Fotos: Gentileza del señor J.L.Boffi
"Rico como un argentino":
el surgimiento de una nación moderna
En 1904, la República Argentina atravesaba un proceso de cambios
profundos que culminaría con la modernización de sus
estructuras económicas, políticas, sociales y culturales.
Entonces, el país era "el granero del mundo"; una nación
que tenía su economía orientada hacia el modelo
agroexportador y de la cual partían sin cesar grandes cantidades
de materias primas hacia el Viejo Mundo. Convertida en divisas, esta
riqueza regresaba para crear una atmósfera de fastuosidad y
lujo, para dar sustento a una "belle époque" que disfrutaban,
por lo general, sólo las clases dominantes de la sociedad.

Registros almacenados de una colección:
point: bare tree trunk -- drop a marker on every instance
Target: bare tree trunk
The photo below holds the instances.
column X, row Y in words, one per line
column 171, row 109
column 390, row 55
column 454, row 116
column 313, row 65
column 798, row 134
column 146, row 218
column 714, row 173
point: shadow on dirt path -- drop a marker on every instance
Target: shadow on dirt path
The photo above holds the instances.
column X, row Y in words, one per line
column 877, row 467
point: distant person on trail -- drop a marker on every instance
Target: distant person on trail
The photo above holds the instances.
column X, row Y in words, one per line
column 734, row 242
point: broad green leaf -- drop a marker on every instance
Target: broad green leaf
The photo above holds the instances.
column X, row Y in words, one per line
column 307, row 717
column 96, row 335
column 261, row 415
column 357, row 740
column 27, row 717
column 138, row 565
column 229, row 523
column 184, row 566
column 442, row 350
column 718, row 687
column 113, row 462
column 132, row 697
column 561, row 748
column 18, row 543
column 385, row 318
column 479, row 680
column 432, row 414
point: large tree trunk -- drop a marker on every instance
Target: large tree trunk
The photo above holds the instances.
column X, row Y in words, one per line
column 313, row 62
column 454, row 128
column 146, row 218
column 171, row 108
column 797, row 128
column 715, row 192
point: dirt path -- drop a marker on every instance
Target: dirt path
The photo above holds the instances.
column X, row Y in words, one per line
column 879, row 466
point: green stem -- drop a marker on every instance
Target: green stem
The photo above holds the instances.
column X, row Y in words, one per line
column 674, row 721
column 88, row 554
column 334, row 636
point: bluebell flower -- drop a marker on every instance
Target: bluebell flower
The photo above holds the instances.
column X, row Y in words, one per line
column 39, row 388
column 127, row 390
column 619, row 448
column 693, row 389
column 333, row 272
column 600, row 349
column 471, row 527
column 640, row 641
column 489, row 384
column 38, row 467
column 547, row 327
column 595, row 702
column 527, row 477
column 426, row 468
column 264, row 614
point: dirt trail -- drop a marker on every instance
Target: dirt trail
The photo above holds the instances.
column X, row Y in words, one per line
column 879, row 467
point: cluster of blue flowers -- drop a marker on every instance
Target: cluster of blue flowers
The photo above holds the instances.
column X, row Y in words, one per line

OBJETIVO DEL EJERCICIO: Por favor, anota íntegro el artículo sobre la Argentina de 1904, sin cambiar nada.

LA RESPUESTA:
Fotos: Gentileza del señor J.L.Boffi
"Rico como un argentino":
el surgimiento de una nación moderna
En 1904, la República Argentina atravesaba un proceso de cambios
profundos que culminaría con la modernización de sus
estructuras económicas, políticas, sociales y culturales.
Entonces, el país era "el granero del mundo"; una nación
que tenía su economía orientada hacia el modelo
agroexportador y de la cual partían sin cesar grandes cantidades
de materias primas hacia el Viejo Mundo. Convertida en divisas, esta
riqueza regresaba para crear una atmósfera de fastuosidad y
lujo, para dar sustento a una "belle époque" que disfrutaban,
por lo general, sólo las clases dominantes de la sociedad.